_MATERIAL PROVIDED:_
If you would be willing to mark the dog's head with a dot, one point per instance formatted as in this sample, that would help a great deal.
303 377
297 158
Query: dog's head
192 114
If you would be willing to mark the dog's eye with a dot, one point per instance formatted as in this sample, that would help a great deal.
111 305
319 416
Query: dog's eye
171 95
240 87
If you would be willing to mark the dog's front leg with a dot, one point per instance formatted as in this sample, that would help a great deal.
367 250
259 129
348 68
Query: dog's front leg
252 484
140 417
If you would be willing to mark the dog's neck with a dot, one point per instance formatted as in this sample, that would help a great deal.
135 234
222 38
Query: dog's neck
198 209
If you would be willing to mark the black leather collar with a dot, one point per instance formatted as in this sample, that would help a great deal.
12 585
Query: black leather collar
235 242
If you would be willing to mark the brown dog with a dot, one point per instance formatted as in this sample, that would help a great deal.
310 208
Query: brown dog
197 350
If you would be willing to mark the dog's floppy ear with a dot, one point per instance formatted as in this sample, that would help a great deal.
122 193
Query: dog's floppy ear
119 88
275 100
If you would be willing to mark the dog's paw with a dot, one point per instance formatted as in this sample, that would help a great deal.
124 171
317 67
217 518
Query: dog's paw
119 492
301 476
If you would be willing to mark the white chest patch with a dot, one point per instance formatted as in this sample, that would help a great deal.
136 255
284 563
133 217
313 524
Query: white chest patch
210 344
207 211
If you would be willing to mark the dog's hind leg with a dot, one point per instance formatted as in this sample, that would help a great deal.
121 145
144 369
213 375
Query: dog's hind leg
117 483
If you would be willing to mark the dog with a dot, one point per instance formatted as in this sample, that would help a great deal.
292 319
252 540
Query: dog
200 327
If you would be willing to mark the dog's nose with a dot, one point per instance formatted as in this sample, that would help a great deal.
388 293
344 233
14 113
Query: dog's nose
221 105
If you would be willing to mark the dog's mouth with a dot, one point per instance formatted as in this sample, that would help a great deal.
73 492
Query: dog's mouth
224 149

_GOAL:_ Reproduce the data above without any changes, from the line containing "If you would be willing to mark the white" through the end of the data, including both of those lines.

_ANSWER TO THIS PROBLEM:_
If you would be willing to mark the white chest patch with a dot, one point per instance formatted as in this sample, that would help a great deal.
136 255
284 563
133 217
313 524
Query: white chest patch
210 344
207 211
If you would be willing to mark the dog's hind leg with a dot, one point per instance formatted as in this sample, that would help a great deal.
121 145
144 369
213 375
Query: dog's hind leg
117 483
If you would be willing to mark the dog with a dot, one point per instance formatted as in this sample, that would help a great deal.
292 319
252 540
Query: dog
200 327
If you would be willing to mark the dog's nose with a dot, one point per instance formatted as in this sample, that would help a great deal.
388 293
344 233
14 113
Query: dog's nose
221 105
If you would be willing to mark the dog's mouth with a dot, one point per instance formatted as in this sample, that would help a great deal.
73 492
Query: dog's mouth
224 149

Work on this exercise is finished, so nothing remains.